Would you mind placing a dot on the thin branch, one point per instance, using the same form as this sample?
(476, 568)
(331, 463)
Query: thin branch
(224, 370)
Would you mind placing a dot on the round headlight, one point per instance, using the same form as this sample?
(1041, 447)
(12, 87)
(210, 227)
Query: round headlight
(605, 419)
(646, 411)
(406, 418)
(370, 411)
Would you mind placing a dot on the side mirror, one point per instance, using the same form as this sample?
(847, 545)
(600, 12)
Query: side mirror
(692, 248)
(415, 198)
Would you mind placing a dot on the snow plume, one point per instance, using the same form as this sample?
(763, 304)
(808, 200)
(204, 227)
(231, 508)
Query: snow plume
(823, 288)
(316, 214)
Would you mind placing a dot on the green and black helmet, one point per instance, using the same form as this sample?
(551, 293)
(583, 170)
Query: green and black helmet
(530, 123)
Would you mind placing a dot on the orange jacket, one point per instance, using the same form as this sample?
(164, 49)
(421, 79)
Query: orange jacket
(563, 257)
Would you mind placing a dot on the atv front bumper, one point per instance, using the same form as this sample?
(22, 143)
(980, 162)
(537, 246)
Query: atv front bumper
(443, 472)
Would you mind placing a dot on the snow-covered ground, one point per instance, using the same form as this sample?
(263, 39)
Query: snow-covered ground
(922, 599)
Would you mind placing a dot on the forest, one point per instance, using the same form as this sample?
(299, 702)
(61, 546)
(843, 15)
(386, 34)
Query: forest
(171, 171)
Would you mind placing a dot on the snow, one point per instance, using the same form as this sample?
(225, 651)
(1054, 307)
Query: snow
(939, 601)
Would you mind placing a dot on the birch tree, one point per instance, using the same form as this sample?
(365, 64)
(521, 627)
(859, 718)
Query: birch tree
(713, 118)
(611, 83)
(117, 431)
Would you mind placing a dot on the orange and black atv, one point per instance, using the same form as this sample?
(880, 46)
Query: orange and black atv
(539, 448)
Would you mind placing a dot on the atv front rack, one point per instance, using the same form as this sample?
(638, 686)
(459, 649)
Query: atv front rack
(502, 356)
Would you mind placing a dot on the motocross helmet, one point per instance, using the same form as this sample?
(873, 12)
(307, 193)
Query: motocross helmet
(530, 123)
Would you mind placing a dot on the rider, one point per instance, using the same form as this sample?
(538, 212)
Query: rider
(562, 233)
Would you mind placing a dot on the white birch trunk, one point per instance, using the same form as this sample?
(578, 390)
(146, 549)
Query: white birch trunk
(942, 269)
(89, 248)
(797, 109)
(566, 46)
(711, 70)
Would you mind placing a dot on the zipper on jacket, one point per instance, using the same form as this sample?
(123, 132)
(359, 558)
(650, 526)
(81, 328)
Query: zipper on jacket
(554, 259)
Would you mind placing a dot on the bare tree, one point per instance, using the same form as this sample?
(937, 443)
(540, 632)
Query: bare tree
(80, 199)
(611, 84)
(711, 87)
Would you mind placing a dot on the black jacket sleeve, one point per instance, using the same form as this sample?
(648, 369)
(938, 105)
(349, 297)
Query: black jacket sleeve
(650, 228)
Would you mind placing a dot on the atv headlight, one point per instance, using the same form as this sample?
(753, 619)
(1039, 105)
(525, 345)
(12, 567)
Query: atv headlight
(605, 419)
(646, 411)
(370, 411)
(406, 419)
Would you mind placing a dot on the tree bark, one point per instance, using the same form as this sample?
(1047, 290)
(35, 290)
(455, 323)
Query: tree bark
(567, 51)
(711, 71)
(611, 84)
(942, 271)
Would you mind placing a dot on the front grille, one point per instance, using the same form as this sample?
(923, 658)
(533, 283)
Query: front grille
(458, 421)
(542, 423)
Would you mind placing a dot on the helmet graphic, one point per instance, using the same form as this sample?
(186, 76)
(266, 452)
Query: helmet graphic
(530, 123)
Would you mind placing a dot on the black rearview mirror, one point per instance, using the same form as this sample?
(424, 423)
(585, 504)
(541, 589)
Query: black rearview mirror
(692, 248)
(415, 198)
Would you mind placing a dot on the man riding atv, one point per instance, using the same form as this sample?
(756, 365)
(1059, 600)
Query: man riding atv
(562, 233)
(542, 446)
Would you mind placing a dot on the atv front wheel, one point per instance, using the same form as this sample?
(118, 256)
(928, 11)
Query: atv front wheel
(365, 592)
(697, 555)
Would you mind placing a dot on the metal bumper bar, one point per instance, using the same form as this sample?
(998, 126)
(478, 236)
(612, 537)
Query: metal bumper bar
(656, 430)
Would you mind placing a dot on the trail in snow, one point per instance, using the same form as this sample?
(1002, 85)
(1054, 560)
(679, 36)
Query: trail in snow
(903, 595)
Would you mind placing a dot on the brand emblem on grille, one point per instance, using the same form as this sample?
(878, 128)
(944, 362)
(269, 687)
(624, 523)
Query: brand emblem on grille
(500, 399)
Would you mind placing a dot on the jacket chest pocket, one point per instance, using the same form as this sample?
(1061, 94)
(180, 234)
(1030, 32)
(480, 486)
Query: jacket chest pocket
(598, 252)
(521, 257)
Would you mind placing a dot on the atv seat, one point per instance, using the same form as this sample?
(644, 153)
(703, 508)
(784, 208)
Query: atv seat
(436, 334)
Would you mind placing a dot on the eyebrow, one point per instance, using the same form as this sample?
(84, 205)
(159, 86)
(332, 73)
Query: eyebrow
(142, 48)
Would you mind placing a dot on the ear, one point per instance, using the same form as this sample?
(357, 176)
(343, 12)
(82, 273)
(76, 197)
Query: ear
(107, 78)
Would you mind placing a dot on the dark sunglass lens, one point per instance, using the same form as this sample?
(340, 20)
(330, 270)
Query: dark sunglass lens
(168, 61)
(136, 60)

========================================

→ EXERCISE DETAILS: Your reply should consist of all the records, set down exactly.

→ EXERCISE OUTPUT:
Would you mind placing a dot on the thin branch, one point per instance, using the same form as this sample?
(476, 568)
(331, 463)
Query: thin branch
(224, 370)
Would you mind placing a dot on the round headlight, one point per instance, using the same form as this sample?
(1041, 447)
(12, 87)
(210, 227)
Query: round headlight
(605, 419)
(646, 411)
(406, 418)
(370, 411)
Would you mind placing a dot on the side mirror, one point per instance, using the same form as this sample?
(847, 545)
(600, 12)
Query: side mirror
(692, 248)
(415, 198)
Would you mind placing a dot on the snow plume, one point per instance, using the same form as this sample?
(763, 304)
(808, 200)
(204, 227)
(231, 508)
Query: snow plume
(823, 288)
(316, 214)
Would you mind placing a dot on the green and black helmet, one point per instance, using the same form as this sample?
(551, 293)
(583, 170)
Query: green and black helmet
(530, 123)
Would you mind placing a dot on the orange jacket, one point per instance, using the same form as this sample?
(164, 49)
(421, 79)
Query: orange jacket
(563, 257)
Would you mind placing a dot on the atv front bumper, one point per instance, using the same form as this sample?
(22, 143)
(980, 162)
(537, 246)
Query: atv front bumper
(443, 472)
Would you mind placing a dot on the snow-covered ground, one point per instance, using the same form as this sample?
(263, 39)
Query: snow-covered ground
(922, 599)
Would you mind placing a dot on the forest, one point per instance, using the same form as this sample?
(299, 702)
(61, 546)
(843, 15)
(386, 34)
Query: forest
(171, 171)
Would you mind placing a dot on the snow, one point per instance, using the same form as this sample?
(225, 651)
(1054, 307)
Query: snow
(939, 601)
Would you mind placing a dot on the birch tree, one point per instance, using the same form as this sample?
(365, 64)
(521, 627)
(859, 718)
Query: birch tree
(713, 118)
(611, 83)
(117, 431)
Would you mind placing a dot on the orange and black atv, one point per instance, using the same form as this sample?
(880, 46)
Query: orange and black atv
(539, 448)
Would you mind placing a dot on the atv front rack, one point per instance, using the same form as this sample?
(638, 686)
(459, 649)
Query: atv front rack
(502, 356)
Would you mind placing a dot on the motocross helmet, one point per instance, using the same form as this sample?
(873, 12)
(307, 193)
Query: motocross helmet
(530, 123)
Would you mind placing a dot on the rider, one point per instance, using the same form as this sample?
(538, 212)
Query: rider
(562, 233)
Would you mind placing a dot on the white birch trunk, one point per instance, using the same form as this sample?
(578, 390)
(146, 549)
Query: white birch trunk
(942, 269)
(89, 248)
(797, 109)
(566, 46)
(711, 70)
Would you mind placing a dot on the zipper on jacket, one point per instance, using the same form as this sample?
(123, 132)
(359, 558)
(650, 526)
(81, 328)
Query: zipper on jacket
(554, 259)
Would you mind placing a dot on the bare tree, one point per instance, using the same form as this sample?
(937, 443)
(540, 632)
Query: bare tree
(80, 199)
(611, 84)
(711, 87)
Would you mind placing a dot on the black jacket sleeve, one point per instance, using the same form as this sample?
(648, 369)
(938, 105)
(349, 297)
Query: black jacket sleeve
(650, 228)
Would you mind placing a dot on the atv headlight, one point per instance, using the same form as this sample?
(753, 619)
(1039, 105)
(525, 345)
(12, 567)
Query: atv headlight
(605, 419)
(646, 411)
(370, 411)
(406, 419)
Would you mind placing a dot on the tree bark, one point per instance, using the same form as this sample?
(1047, 290)
(35, 290)
(455, 323)
Query: tree bark
(567, 51)
(711, 71)
(611, 84)
(942, 271)
Would you mind placing a dot on the front grille, one point per instance, using the same form as this sample?
(923, 658)
(533, 283)
Query: front grille
(458, 421)
(542, 423)
Would you mind placing a dot on the helmet graphic, one point per instance, using the same form as this sample?
(186, 76)
(266, 452)
Query: helmet graphic
(530, 123)
Would you mind placing a dot on the black rearview mirror, one point per instance, using the same form as this sample?
(424, 423)
(585, 504)
(541, 589)
Query: black rearview mirror
(692, 248)
(415, 198)
Would you mind placing a dot on the man riding atv, one point per instance, using the same form as this sample?
(756, 365)
(1059, 600)
Query: man riding atv
(562, 233)
(542, 446)
Would you mind placing a dot on the atv front wheel, one point per instance, using the same form as this sample?
(118, 256)
(928, 11)
Query: atv front wheel
(365, 592)
(697, 555)
Would you mind placing a dot on the metal bumper bar, one point per instance, using the same form as this sample?
(998, 126)
(478, 236)
(612, 537)
Query: metal bumper bar
(656, 430)
Would you mind placing a dot on the trail in snow, one point per instance, using the same form as this sample?
(1002, 85)
(1054, 560)
(679, 36)
Query: trail in snow
(903, 595)
Would you mind placing a dot on the brand emblem on grille, one point per instance, using the same form as this sample?
(878, 128)
(944, 362)
(269, 687)
(624, 523)
Query: brand emblem on grille
(500, 399)
Would you mind placing a dot on the jacket chest pocket, one point per instance, using the same form as this sample?
(1061, 94)
(180, 234)
(1030, 32)
(480, 486)
Query: jacket chest pocket
(598, 252)
(521, 257)
Would you mind placing a dot on the atv seat, one point per instance, using the same form as this sample?
(644, 153)
(703, 508)
(784, 208)
Query: atv seat
(436, 334)
Would you mind placing a dot on the eyebrow, one point per instance, using the same form as this sample?
(84, 205)
(159, 86)
(332, 73)
Query: eyebrow
(142, 48)
Would you mind placing a dot on the ear, one point per instance, using the same form as this sample?
(357, 176)
(343, 12)
(82, 273)
(76, 197)
Query: ear
(107, 78)
Would you mind placing a dot on the dark sunglass lens, one point per instance, using the same form as this sample?
(340, 20)
(330, 270)
Query: dark sunglass lens
(168, 61)
(136, 60)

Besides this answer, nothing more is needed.